> _REQUIRED TASK_
Print each of the rows below word for word, without changing any character.

[Items drawn from a data source]
+++
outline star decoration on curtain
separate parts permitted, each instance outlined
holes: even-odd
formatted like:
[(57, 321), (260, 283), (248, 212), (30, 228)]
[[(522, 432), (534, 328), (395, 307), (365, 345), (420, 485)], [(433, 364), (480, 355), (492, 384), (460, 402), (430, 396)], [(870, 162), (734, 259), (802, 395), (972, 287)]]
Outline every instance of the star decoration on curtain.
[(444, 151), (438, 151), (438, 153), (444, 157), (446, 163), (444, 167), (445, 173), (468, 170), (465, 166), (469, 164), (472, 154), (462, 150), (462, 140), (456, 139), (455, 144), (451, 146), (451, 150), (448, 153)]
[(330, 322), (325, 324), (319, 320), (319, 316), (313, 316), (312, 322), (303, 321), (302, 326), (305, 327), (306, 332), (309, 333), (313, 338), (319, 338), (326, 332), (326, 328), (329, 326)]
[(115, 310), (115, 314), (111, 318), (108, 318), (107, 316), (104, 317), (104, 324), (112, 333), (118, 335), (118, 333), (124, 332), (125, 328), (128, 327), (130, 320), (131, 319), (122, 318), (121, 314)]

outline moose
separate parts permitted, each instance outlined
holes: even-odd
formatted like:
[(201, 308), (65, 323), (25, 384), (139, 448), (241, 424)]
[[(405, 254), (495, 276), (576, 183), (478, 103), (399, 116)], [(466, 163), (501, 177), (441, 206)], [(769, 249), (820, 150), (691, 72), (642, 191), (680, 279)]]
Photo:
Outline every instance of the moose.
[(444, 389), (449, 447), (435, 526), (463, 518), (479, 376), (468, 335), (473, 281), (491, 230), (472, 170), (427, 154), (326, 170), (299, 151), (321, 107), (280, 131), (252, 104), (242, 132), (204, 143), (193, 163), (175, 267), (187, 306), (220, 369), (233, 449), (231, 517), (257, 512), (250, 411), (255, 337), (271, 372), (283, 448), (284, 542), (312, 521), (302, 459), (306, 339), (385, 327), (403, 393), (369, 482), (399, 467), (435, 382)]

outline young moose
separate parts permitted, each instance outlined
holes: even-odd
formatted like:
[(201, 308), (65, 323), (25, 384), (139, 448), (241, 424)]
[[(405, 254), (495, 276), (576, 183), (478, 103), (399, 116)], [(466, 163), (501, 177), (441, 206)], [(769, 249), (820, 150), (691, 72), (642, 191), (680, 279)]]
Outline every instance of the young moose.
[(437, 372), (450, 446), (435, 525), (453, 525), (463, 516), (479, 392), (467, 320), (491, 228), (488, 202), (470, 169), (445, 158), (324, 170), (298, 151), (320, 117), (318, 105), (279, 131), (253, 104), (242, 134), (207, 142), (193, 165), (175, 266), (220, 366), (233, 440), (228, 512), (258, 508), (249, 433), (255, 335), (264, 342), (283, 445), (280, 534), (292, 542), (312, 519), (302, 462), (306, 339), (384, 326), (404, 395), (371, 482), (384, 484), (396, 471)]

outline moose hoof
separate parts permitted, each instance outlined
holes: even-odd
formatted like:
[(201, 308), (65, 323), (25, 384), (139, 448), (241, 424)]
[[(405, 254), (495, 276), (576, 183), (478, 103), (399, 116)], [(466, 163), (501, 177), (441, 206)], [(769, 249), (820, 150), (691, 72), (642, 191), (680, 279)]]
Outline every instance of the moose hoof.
+++
> _EXERCISE SOLUTION_
outline star decoration on curtain
separate parts permitted, each instance outlined
holes: even-odd
formatted like:
[(57, 321), (260, 283), (248, 212), (30, 228)]
[[(522, 432), (534, 328), (395, 307), (365, 345), (420, 485)], [(433, 364), (480, 355), (492, 384), (460, 402), (430, 396)], [(870, 162), (734, 259), (802, 395), (972, 287)]]
Outline every instance of the star decoration on curtain.
[(444, 151), (438, 151), (438, 153), (444, 157), (446, 163), (444, 167), (445, 173), (468, 170), (465, 166), (469, 164), (472, 154), (462, 150), (462, 140), (456, 139), (455, 144), (451, 146), (451, 150), (448, 153)]
[(330, 322), (325, 324), (319, 320), (319, 316), (313, 316), (312, 322), (303, 321), (302, 326), (305, 327), (306, 332), (309, 333), (313, 338), (319, 338), (326, 332), (326, 328), (329, 326)]
[(115, 310), (115, 314), (111, 318), (108, 318), (107, 316), (104, 317), (104, 324), (112, 333), (118, 335), (118, 333), (124, 332), (125, 328), (128, 327), (130, 320), (131, 319), (122, 318), (121, 314)]

outline moose
separate parts permitted, each instance outlined
holes: even-odd
formatted like:
[(201, 308), (65, 323), (25, 384), (139, 448), (241, 424)]
[[(405, 254), (495, 276), (576, 183), (478, 103), (399, 116)], [(466, 163), (501, 177), (441, 206)], [(769, 249), (820, 150), (691, 72), (642, 191), (680, 279)]]
Photo:
Outline every instance of the moose.
[(444, 389), (449, 447), (435, 526), (463, 518), (479, 376), (468, 335), (473, 281), (491, 230), (472, 170), (427, 154), (326, 170), (299, 151), (321, 107), (280, 131), (252, 104), (242, 132), (204, 143), (193, 163), (175, 267), (187, 306), (220, 369), (233, 449), (231, 517), (257, 512), (250, 411), (255, 337), (271, 372), (283, 448), (284, 542), (312, 521), (302, 459), (306, 339), (385, 327), (403, 393), (369, 482), (399, 467), (435, 382)]

outline young moose
separate parts permitted, each instance outlined
holes: even-odd
formatted like:
[(201, 308), (65, 323), (25, 384), (139, 448), (241, 424)]
[[(405, 254), (495, 276), (576, 183), (478, 103), (399, 116)], [(466, 163), (501, 177), (441, 206)], [(769, 249), (820, 150), (691, 72), (642, 191), (680, 279)]]
Outline every instance of the young moose.
[(437, 372), (450, 446), (435, 525), (453, 525), (463, 516), (479, 392), (467, 320), (491, 228), (488, 202), (470, 169), (445, 158), (324, 170), (298, 151), (320, 117), (318, 105), (279, 131), (253, 104), (242, 134), (207, 142), (193, 165), (175, 266), (220, 366), (233, 440), (228, 512), (258, 508), (249, 433), (255, 335), (264, 342), (283, 445), (280, 534), (292, 542), (312, 519), (302, 462), (306, 339), (384, 326), (404, 395), (371, 482), (384, 484), (396, 471)]

outline moose hoof
separate parts permitted, each instance outlined
holes: even-odd
formatted like:
[(201, 308), (65, 323), (25, 384), (139, 448), (241, 424)]
[[(405, 254), (495, 276), (576, 183), (478, 103), (399, 116)], [(466, 163), (501, 177), (441, 206)], [(769, 249), (820, 150), (691, 72), (642, 191), (680, 279)]]
Outline every instance of the moose hoof.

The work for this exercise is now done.